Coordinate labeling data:
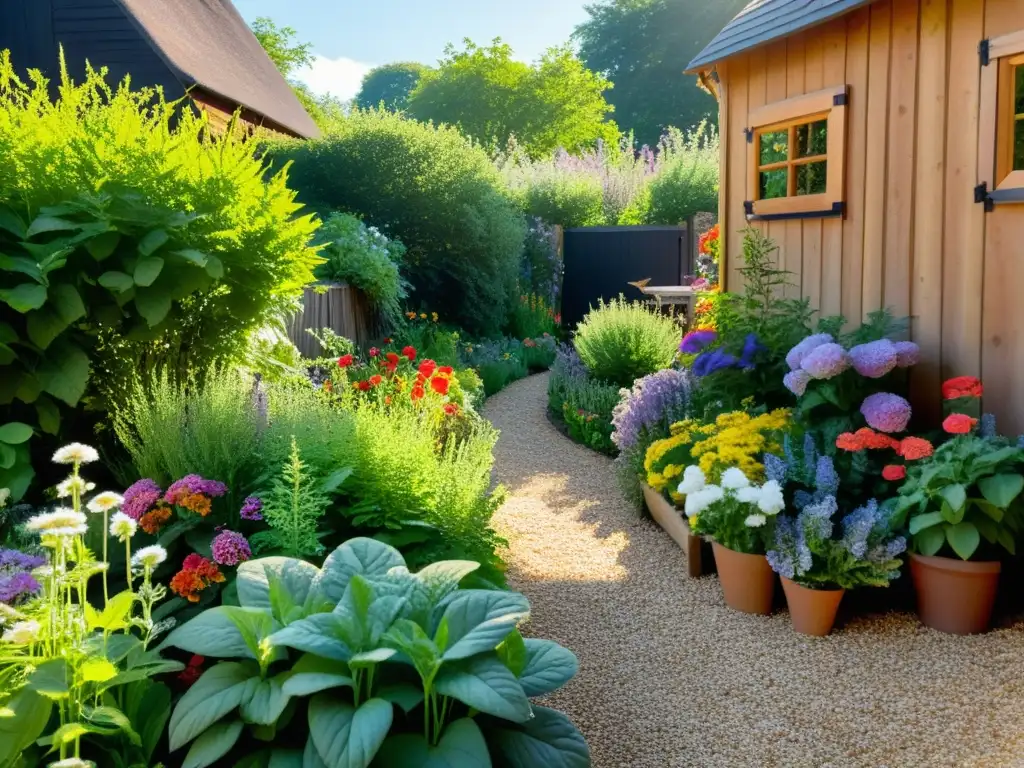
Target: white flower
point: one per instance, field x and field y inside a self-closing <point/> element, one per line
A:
<point x="700" y="500"/>
<point x="122" y="526"/>
<point x="693" y="480"/>
<point x="733" y="478"/>
<point x="76" y="453"/>
<point x="22" y="633"/>
<point x="150" y="557"/>
<point x="61" y="521"/>
<point x="750" y="495"/>
<point x="771" y="501"/>
<point x="105" y="502"/>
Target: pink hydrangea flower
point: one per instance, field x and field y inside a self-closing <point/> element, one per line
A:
<point x="873" y="359"/>
<point x="825" y="360"/>
<point x="886" y="412"/>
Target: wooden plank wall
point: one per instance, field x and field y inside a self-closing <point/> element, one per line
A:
<point x="912" y="238"/>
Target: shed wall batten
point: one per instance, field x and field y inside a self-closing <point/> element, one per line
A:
<point x="912" y="238"/>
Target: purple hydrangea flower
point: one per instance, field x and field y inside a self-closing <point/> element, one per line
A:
<point x="695" y="341"/>
<point x="886" y="412"/>
<point x="825" y="360"/>
<point x="655" y="399"/>
<point x="140" y="497"/>
<point x="252" y="509"/>
<point x="795" y="357"/>
<point x="873" y="359"/>
<point x="797" y="381"/>
<point x="229" y="548"/>
<point x="907" y="353"/>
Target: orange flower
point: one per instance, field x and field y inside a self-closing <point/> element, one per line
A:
<point x="958" y="424"/>
<point x="962" y="386"/>
<point x="913" y="449"/>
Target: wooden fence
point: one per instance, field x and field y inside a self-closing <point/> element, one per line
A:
<point x="342" y="308"/>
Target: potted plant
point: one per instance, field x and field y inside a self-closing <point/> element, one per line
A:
<point x="964" y="508"/>
<point x="737" y="515"/>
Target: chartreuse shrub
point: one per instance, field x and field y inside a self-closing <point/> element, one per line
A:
<point x="622" y="341"/>
<point x="363" y="663"/>
<point x="435" y="192"/>
<point x="131" y="238"/>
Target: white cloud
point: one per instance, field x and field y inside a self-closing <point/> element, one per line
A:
<point x="341" y="77"/>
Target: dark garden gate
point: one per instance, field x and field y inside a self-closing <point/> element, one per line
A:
<point x="601" y="261"/>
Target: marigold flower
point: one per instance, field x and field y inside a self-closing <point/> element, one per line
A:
<point x="958" y="424"/>
<point x="962" y="386"/>
<point x="894" y="472"/>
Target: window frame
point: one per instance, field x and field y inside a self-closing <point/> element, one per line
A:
<point x="995" y="152"/>
<point x="829" y="104"/>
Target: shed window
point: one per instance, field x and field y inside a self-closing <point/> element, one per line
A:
<point x="797" y="156"/>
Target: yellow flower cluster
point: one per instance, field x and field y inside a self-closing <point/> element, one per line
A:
<point x="739" y="440"/>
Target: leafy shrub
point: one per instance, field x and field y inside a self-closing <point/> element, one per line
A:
<point x="133" y="239"/>
<point x="432" y="189"/>
<point x="363" y="257"/>
<point x="357" y="638"/>
<point x="622" y="341"/>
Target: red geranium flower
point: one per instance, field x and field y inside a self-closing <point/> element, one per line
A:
<point x="958" y="424"/>
<point x="962" y="386"/>
<point x="894" y="472"/>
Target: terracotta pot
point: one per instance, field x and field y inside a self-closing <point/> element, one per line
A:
<point x="812" y="611"/>
<point x="954" y="596"/>
<point x="748" y="581"/>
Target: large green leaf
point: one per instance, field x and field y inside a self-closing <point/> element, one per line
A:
<point x="964" y="538"/>
<point x="549" y="667"/>
<point x="1000" y="491"/>
<point x="479" y="621"/>
<point x="24" y="298"/>
<point x="218" y="691"/>
<point x="549" y="739"/>
<point x="462" y="745"/>
<point x="346" y="737"/>
<point x="364" y="556"/>
<point x="485" y="684"/>
<point x="213" y="743"/>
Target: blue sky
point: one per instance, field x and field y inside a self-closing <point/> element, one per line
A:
<point x="351" y="36"/>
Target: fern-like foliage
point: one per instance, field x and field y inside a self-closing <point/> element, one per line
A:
<point x="292" y="510"/>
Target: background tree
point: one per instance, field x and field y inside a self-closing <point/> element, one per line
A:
<point x="642" y="46"/>
<point x="389" y="84"/>
<point x="556" y="102"/>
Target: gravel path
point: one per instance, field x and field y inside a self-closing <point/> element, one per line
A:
<point x="669" y="676"/>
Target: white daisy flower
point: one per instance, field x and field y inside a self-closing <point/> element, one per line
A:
<point x="105" y="502"/>
<point x="122" y="526"/>
<point x="692" y="481"/>
<point x="76" y="453"/>
<point x="22" y="633"/>
<point x="150" y="557"/>
<point x="733" y="478"/>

> [Required work]: Your task is to set down the records shown above exactly, minus any pictures.

> [Output of the task]:
Target: white flower
point: one per instance, field x and field y inside a self-closing <point/> element, one per line
A:
<point x="700" y="500"/>
<point x="122" y="526"/>
<point x="693" y="480"/>
<point x="733" y="478"/>
<point x="76" y="453"/>
<point x="22" y="633"/>
<point x="150" y="557"/>
<point x="61" y="521"/>
<point x="750" y="495"/>
<point x="771" y="501"/>
<point x="105" y="502"/>
Target: pink hydrangea flower
point: one per instance, field x and field y inside a self-closing <point/> element, one per line
A:
<point x="873" y="359"/>
<point x="825" y="360"/>
<point x="886" y="412"/>
Target: wooden plank wall
point: one per instance, field x and field y inside a self-closing <point/> element, one per line
A:
<point x="912" y="238"/>
Target: shed wall batten
point: one per instance, field x and field y inside a self-closing <point/> element, one per line
A:
<point x="912" y="238"/>
Target: purple hydrangea flower
point: one per instance, field x and field y inside a self-closing <point/> element, one per line
A:
<point x="695" y="341"/>
<point x="886" y="412"/>
<point x="825" y="360"/>
<point x="655" y="399"/>
<point x="140" y="497"/>
<point x="252" y="509"/>
<point x="795" y="357"/>
<point x="873" y="359"/>
<point x="797" y="381"/>
<point x="229" y="548"/>
<point x="907" y="353"/>
Target: orange flower
point: one per instance, field x and field y inside a self-closing <point/> element, one per line
A:
<point x="958" y="424"/>
<point x="962" y="386"/>
<point x="913" y="449"/>
Target: wooden fence
point: one per instance, field x and field y inside a self-closing <point/> element, one per line
A:
<point x="342" y="308"/>
Target: potted plant
point: one per instance, field x and field y inside a self-closing <point/> element, one per line
A:
<point x="964" y="508"/>
<point x="737" y="515"/>
Target: chartreuse shrub
point: one per instance, field x and field y inside a self-closing <point/> element, one per line
A:
<point x="622" y="341"/>
<point x="363" y="663"/>
<point x="435" y="192"/>
<point x="131" y="238"/>
Target: white cloud
point: one per instance, field x and field y inside a self-closing <point/> element, one per line
A:
<point x="341" y="77"/>
Target: dark garden gate
point: one per instance, field x and field y inside a self-closing <point/> element, one per line
A:
<point x="601" y="261"/>
Target: marigold flower
point: one per instance, field x and field y inside a self-closing <point/> element, one per line
A:
<point x="958" y="424"/>
<point x="962" y="386"/>
<point x="894" y="472"/>
Target: window frame
point: one per instance, field x and field y inside a self-closing <point/> element, one per line
A:
<point x="995" y="152"/>
<point x="829" y="104"/>
Target: shed window
point: one per instance, field x and field y inside a self-closing <point/> element, one per line
A:
<point x="797" y="156"/>
Target: yellow flower cluster
point: one per instance, field x and field y inside a self-closing <point/> element, one per line
A:
<point x="739" y="440"/>
Target: leafy shrub
point: one per instance, field x and field y inside a self-closing <point/> element, one per line
A:
<point x="133" y="239"/>
<point x="432" y="189"/>
<point x="363" y="257"/>
<point x="357" y="638"/>
<point x="622" y="341"/>
Target: red geranium flower
point: one per instance, field x and field y inside a self-closing <point/> element, one per line
A:
<point x="958" y="424"/>
<point x="962" y="386"/>
<point x="894" y="472"/>
Target: terracotta pot
point: one per instance, field x and field y inside a self-closing <point/> element, one per line
A:
<point x="812" y="611"/>
<point x="954" y="596"/>
<point x="748" y="581"/>
Target: large green leaf
point: one per instance, field x and field y inside a self-closing <point/> element, one per line
A:
<point x="964" y="538"/>
<point x="549" y="667"/>
<point x="1000" y="491"/>
<point x="479" y="621"/>
<point x="24" y="298"/>
<point x="218" y="691"/>
<point x="549" y="739"/>
<point x="462" y="745"/>
<point x="346" y="737"/>
<point x="364" y="556"/>
<point x="485" y="684"/>
<point x="213" y="743"/>
Target: blue sky
point: one per instance, field x and field y inside a self-closing <point/> element, one per line
A:
<point x="351" y="36"/>
Target: fern-like foliage
point: one per instance, field x and field y inside a self-closing <point/> element, one per line
A:
<point x="292" y="510"/>
Target: background tree
point: one per instance, field x and field y inside a self-closing <point/> element, one per line
A:
<point x="642" y="46"/>
<point x="389" y="84"/>
<point x="556" y="102"/>
Target: gravel path
point: one per instance, field x and field y inside a self-closing <point/> element, one per line
A:
<point x="669" y="676"/>
Target: white daisy flower
point: one per instance, field x and field y inside a self-closing <point/> element, one per line
A:
<point x="105" y="502"/>
<point x="122" y="526"/>
<point x="692" y="481"/>
<point x="76" y="453"/>
<point x="22" y="633"/>
<point x="150" y="557"/>
<point x="733" y="478"/>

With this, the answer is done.